+++ Trecho de origem +++

Embora as evidências apresentadas pela geógrafa sejam pertinentes, queremos chamar atenção para o fato de que as travestis sofrem maior violência e preconceito porque a marca da transgressão é nítida, visual e, portanto, afronta o poder heteronormativo, muito menos evidente no gay ou na lésbica. Estamos falando de um corpo biologicamente categorizado como masculino que possui uma identificação de gênero feminino, vivida em atos estéticos, gestuais, corporais e linguísticos, permanentemente em construção, tal qual sustentado por Butler (1990). Contraste e afronta maior se estabelece porque o uso, e abuso, destes corpos feminizados é realizado por homens cuja aparente heteronormatividade se sustenta em relações familiares conservadoras e posições sociais e profissionais que em nada revelam a busca pelo prazer em um corpo de outro homem que se apresenta como mulher.

A cidade que compõem suas narrativas espelham as penas de exclusão espacial sofridas pelas travestis como denuncia Dayana em vários momentos de sua fala: “Não tem lugar pra travesti.” Também Linda se emociona ao refletir sobre sua realidade de invisibilidade socioespacial afirmando: “Nós somos um grupo que não existe! Não existe espaço para travesti!”

+++

◆ Tarefas a cumprir:
(1) Edite o trecho sobre as travestis: reescreva tudo desde "Embora as evidências" até "apresenta como mulher.", substituindo "geógrafa" por "pesquisadora".
(2) Responda com base no trecho sobre as travestis:
(a) Que referência é citada para sustentar que a identificação de gênero está permanentemente em construção?
(b) Segundo Dayana, o que não existe para travesti?
(c) Como Linda define o grupo ao qual pertence?

+++ Linhas fornecidas +++

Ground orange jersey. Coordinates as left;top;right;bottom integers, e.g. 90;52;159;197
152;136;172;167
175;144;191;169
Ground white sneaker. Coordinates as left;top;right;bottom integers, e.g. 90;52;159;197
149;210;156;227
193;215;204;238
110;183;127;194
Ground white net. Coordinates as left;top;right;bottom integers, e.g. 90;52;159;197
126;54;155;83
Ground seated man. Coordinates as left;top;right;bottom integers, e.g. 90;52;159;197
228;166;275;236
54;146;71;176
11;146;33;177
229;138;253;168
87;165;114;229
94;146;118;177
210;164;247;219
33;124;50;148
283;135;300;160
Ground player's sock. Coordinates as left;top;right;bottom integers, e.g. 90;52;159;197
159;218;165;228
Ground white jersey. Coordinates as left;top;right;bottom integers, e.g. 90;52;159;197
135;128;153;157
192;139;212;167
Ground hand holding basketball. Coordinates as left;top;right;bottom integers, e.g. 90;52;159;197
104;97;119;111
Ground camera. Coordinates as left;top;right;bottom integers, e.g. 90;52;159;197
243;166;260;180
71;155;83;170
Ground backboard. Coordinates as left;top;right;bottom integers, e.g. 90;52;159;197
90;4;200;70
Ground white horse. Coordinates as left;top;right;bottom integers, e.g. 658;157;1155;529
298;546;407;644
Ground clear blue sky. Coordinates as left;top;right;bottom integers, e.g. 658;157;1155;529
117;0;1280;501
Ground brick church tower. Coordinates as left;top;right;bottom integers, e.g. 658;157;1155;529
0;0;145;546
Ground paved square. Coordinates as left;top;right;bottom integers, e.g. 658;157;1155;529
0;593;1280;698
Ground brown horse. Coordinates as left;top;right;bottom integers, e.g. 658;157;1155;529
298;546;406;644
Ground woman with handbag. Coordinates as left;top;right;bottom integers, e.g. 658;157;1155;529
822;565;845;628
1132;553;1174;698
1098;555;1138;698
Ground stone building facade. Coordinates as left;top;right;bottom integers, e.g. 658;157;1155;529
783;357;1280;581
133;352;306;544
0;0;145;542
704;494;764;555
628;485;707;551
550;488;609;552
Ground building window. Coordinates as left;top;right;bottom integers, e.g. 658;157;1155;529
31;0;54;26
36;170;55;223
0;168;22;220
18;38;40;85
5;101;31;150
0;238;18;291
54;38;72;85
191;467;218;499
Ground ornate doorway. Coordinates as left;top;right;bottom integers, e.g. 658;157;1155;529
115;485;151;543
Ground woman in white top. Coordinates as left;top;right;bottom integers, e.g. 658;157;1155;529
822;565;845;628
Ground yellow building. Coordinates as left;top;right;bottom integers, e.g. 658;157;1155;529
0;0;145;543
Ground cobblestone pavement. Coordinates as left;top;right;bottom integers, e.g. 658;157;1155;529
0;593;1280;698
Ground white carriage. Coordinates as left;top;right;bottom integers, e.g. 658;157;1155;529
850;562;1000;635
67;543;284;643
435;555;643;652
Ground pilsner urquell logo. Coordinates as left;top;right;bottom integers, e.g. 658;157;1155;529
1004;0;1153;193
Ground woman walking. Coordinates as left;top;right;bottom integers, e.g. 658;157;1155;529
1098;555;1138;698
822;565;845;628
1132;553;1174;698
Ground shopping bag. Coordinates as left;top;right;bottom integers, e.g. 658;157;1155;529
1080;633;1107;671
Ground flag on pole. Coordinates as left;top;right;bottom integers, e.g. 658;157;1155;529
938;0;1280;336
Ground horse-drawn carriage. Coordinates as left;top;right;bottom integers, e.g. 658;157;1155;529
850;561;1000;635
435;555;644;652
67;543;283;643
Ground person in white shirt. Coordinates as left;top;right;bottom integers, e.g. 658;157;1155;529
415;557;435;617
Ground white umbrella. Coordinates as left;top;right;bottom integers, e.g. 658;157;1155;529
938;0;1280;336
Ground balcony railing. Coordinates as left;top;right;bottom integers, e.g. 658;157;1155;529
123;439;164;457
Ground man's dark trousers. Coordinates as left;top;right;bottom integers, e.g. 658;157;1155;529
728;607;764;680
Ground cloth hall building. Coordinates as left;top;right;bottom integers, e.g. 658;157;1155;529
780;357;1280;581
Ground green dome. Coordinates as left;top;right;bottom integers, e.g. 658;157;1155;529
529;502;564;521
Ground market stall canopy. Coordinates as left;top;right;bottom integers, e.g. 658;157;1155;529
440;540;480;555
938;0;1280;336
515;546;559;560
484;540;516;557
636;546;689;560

+++

◆ Soluções do exercício:
(1)
Embora as evidências apresentadas pela pesquisadora sejam pertinentes, queremos chamar atenção para o fato de que as travestis sofrem maior violência e preconceito porque a marca da transgressão é nítida, visual e, portanto, afronta o poder heteronormativo, muito menos evidente no gay ou na lésbica. Estamos falando de um corpo biologicamente categorizado como masculino que possui uma identificação de gênero feminino, vivida em atos estéticos, gestuais, corporais e linguísticos, permanentemente em construção, tal qual sustentado por Butler (1990). Contraste e afronta maior se estabelece porque o uso, e abuso, destes corpos feminizados é realizado por homens cuja aparente heteronormatividade se sustenta em relações familiares conservadoras e posições sociais e profissionais que em nada revelam a busca pelo prazer em um corpo de outro homem que se apresenta como mulher.

(2)
(a) Butler (1990).
(b) Lugar: "Não tem lugar pra travesti."
(c) Como "um grupo que não existe".